## SHORT PROBLEM 1
Show every line in the listing below that contains the word "cushion", copying each line unchanged.

Yes, and not at all coincidentally, some people here (e.g. me) have argued that one shouldn’t use Aumann’s theorem and related results as anything other than a philosophical argument for Bayesianism and that trying to use it in practical contexts rarely makes sense.
The same is also true about any number of obscure mathematical theorems which nevertheless don’t get posted here. That doesn’t help clarify what makes this result interesting.
Here are three theorems about Bayesian reasoning and utility theory:
Your prior expectation of your posterior expectation is equal to your prior expectation.
Your prior expectation of your posterior expected utility is not less than your prior expected utility.
Two people with common priors and common knowledge of their posteriors cannot disagree.
ETA: 4. P(A&B) ⇐ P(A).
In all these cases:
The mathematical content borders on trivial.
They are theorems—you cannot avoid the conclusions if you accept the premises.
Real people often violate the conclusions.
Real people will expect an experiment to update their beliefs in a certain direction, they will refuse to perform an observation on the grounds that they’d rather not know, and they persistently disagree on many things.
There are many responses one can make to this situation: disputing whether Bayesian utility-maximisation is the touchstone of rational behaviour, disputing whether imperfectly rational people can come anywhere near the ideal implied by these theorems, and so on. (For example.) But whatever your response, these theorems demand one.

## LISTED RECORDS
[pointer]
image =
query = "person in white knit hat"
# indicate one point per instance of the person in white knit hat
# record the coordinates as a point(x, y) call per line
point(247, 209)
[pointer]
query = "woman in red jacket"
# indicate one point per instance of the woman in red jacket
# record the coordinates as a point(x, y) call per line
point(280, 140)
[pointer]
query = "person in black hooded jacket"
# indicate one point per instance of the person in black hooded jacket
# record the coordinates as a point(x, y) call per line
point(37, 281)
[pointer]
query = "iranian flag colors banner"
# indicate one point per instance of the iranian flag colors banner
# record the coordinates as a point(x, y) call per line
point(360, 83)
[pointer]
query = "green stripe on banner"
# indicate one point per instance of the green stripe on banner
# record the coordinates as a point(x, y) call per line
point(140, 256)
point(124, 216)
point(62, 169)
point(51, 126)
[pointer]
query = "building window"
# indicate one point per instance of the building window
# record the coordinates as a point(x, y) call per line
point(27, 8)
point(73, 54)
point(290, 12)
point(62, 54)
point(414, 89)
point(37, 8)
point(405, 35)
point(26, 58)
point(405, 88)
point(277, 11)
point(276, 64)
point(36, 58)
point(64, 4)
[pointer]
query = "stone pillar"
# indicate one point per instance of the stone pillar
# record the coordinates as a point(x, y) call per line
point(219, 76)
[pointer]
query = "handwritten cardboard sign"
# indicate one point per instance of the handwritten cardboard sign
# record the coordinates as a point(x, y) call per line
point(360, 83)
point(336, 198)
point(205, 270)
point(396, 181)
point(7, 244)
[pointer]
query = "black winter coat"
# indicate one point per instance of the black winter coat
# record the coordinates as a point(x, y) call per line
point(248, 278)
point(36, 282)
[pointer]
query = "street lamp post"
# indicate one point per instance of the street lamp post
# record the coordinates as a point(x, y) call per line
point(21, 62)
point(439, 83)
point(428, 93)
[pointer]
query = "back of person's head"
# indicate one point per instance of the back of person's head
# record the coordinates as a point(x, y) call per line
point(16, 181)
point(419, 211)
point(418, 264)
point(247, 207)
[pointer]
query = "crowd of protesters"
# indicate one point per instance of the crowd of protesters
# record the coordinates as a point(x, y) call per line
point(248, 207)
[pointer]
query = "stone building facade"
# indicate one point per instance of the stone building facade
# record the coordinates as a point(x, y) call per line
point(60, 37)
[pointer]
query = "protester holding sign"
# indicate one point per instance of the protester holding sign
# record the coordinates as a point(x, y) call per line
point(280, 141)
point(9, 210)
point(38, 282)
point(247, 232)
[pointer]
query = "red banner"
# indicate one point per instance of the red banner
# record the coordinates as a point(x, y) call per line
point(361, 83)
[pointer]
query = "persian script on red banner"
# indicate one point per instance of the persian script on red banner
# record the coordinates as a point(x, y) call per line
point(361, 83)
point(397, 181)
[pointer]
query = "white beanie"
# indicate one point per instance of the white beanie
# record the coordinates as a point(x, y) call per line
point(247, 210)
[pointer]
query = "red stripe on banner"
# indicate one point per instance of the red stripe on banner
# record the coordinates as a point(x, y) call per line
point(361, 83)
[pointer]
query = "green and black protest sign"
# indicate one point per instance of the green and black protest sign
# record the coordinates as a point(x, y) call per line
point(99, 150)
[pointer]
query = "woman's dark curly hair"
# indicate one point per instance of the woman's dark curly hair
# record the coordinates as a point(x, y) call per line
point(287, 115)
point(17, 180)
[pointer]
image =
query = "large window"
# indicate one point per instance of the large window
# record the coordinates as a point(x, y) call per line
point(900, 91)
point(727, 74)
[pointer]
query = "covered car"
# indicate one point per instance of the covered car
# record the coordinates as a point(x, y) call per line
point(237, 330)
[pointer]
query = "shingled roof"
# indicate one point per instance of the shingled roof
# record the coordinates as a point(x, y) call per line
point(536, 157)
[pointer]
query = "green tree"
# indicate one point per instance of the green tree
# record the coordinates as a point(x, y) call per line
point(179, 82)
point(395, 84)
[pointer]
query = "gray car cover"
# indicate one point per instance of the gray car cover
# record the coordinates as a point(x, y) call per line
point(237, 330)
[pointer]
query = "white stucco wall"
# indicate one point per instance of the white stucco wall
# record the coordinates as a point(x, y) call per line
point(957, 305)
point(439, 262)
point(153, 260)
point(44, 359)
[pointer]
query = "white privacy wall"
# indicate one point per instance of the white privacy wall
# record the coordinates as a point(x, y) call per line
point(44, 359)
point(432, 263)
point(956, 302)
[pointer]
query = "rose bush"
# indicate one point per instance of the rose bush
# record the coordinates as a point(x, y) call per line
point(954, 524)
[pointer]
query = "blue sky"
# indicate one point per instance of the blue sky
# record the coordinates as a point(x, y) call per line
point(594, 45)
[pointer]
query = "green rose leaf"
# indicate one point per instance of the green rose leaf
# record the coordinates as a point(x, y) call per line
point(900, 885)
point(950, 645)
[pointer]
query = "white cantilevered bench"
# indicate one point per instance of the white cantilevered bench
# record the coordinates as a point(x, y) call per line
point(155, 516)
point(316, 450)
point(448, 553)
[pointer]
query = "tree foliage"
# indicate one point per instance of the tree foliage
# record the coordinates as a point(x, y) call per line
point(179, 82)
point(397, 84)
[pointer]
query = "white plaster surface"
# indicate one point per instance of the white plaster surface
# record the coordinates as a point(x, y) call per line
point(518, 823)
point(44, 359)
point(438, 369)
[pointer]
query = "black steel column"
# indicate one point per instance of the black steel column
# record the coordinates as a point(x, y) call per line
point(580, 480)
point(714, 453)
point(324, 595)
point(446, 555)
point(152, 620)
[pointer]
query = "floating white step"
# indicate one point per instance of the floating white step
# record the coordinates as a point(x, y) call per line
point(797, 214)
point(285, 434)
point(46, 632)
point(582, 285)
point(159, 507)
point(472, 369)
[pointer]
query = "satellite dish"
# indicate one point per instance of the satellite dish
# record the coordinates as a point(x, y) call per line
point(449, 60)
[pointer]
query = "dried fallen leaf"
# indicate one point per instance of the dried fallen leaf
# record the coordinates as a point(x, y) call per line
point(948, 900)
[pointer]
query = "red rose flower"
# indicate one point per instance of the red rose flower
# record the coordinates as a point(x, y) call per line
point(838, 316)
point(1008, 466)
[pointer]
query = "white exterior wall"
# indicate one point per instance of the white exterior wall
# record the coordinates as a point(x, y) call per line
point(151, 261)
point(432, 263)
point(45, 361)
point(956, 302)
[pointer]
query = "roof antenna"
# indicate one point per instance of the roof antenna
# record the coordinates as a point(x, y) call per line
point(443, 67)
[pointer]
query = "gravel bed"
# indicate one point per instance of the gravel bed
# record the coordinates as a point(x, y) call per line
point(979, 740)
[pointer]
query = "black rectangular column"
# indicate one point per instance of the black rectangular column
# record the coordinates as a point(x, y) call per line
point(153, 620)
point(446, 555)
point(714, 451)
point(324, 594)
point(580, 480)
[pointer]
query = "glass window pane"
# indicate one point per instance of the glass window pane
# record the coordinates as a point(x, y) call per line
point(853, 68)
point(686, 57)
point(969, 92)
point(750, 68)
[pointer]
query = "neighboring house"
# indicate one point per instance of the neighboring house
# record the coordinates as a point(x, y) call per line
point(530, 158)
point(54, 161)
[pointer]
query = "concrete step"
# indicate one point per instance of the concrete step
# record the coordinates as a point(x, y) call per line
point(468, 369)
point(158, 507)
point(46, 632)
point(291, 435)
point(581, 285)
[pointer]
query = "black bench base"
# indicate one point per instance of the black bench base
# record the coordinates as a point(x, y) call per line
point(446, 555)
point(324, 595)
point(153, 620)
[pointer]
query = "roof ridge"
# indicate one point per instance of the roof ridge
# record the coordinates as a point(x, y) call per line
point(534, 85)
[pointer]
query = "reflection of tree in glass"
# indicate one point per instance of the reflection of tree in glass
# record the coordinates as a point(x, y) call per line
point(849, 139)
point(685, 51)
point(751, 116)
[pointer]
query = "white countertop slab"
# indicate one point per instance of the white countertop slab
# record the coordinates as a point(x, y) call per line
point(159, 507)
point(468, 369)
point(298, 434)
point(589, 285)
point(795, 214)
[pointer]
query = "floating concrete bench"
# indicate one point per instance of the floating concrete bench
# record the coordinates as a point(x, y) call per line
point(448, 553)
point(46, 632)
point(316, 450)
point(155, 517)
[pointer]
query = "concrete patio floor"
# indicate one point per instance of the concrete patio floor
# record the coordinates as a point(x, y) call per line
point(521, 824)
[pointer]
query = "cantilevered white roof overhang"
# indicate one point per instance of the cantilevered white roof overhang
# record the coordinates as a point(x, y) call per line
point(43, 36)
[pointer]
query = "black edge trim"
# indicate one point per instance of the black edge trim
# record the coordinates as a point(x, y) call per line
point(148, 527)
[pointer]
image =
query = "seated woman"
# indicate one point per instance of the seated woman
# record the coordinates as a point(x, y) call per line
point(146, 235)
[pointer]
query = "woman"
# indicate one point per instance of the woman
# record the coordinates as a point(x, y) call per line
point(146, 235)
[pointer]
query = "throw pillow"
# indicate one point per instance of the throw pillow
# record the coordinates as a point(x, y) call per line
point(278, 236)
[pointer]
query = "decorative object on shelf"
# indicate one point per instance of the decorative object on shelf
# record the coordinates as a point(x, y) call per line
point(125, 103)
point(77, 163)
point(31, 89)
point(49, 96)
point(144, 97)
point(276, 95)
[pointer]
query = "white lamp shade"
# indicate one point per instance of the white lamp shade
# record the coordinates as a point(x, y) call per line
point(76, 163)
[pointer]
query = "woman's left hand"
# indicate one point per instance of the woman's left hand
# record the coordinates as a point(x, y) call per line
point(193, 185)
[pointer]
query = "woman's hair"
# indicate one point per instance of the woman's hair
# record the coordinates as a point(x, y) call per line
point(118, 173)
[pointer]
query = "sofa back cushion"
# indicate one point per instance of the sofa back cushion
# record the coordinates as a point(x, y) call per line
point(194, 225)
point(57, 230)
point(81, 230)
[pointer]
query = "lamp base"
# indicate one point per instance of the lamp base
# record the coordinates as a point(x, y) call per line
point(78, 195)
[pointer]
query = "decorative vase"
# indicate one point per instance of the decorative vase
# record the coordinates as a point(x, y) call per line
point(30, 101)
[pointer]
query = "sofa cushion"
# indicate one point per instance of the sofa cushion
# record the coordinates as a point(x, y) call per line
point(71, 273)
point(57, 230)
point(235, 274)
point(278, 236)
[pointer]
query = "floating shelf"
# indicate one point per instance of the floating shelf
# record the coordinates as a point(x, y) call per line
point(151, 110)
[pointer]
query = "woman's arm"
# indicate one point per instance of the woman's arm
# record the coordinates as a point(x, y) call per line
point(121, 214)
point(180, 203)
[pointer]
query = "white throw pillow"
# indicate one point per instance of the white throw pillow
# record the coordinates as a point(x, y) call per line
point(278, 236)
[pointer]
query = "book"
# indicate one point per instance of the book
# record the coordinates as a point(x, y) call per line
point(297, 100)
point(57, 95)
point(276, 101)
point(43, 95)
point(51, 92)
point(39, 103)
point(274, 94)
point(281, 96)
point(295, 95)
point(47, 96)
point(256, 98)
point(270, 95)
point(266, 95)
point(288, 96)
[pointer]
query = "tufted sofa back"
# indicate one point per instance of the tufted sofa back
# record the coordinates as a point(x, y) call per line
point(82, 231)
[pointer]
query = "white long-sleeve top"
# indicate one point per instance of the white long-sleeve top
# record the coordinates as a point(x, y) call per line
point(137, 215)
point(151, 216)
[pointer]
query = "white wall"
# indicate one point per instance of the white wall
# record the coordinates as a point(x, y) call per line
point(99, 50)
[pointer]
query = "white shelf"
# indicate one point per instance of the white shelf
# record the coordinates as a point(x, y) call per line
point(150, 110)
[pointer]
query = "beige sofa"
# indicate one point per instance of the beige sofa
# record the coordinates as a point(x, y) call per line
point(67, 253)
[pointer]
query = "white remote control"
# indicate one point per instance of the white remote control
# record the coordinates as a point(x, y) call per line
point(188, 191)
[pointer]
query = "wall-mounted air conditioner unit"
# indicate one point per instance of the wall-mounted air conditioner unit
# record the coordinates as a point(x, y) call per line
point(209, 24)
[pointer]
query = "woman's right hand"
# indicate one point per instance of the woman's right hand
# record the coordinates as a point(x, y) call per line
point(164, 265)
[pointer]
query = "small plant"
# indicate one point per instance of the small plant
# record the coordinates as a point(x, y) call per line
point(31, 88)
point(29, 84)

## SHORT PROBLEM 2
Take the forum discussion of Aumann's theorem above further, picking up right after its final sentence.

## EXERCISE RESPONSE 1
query = "sofa back cushion"
# indicate one point per instance of the sofa back cushion
query = "sofa cushion"
# indicate one point per instance of the sofa cushion

## EXERCISE RESPONSE 2
For those attempting to build an AGI on the principle of Bayesian utility-maximisation, these theorems say that it must behave in certain ways. If it does not behave in accordance with their conclusions, then it has violated their hypotheses.
This, to me, is what makes these theorems interesting, and their simplicity and obviousness enhance that.
Thanks, that clarifies things.
(I would personally not put this in the same category in interestingness as Aumann’s disagreement. It seems like the reasons why Aumann doesn’t apply in real life are far less obvious than the reasons for why this theorem doesn’t. But that’s just me—I get your reasoning now.)
Suppose I consider whether to blackmail you. I do not have the ability to prove that I have the means to do so. You thereby would elect not to give me what I want—you’re willing to take the risk. So I don’t blackmail you.
If I gained the ability to prove that I have the means to do so, you would gain nothing if I didn’t have the means, but lose if I did have them, because you would now be blackmailed and forced to give me stuff.
For instance, someone is providing you with information about where the princess is… but they secretly prefer that you be eaten rather than wed another!
It is explicit in the hypotheses that you know how reliable your observations are, i.e. you know P_c(u|o).
It is explicitly stated in the hypotheses that you know how reliable your observations are.
Where? I see
It’s always a good idea to read below the fold before commenting, an example of more information being a good thing.
(BTW, my deleted comment was a draft I had second thoughts about, then decided was right anyway and reposted here.)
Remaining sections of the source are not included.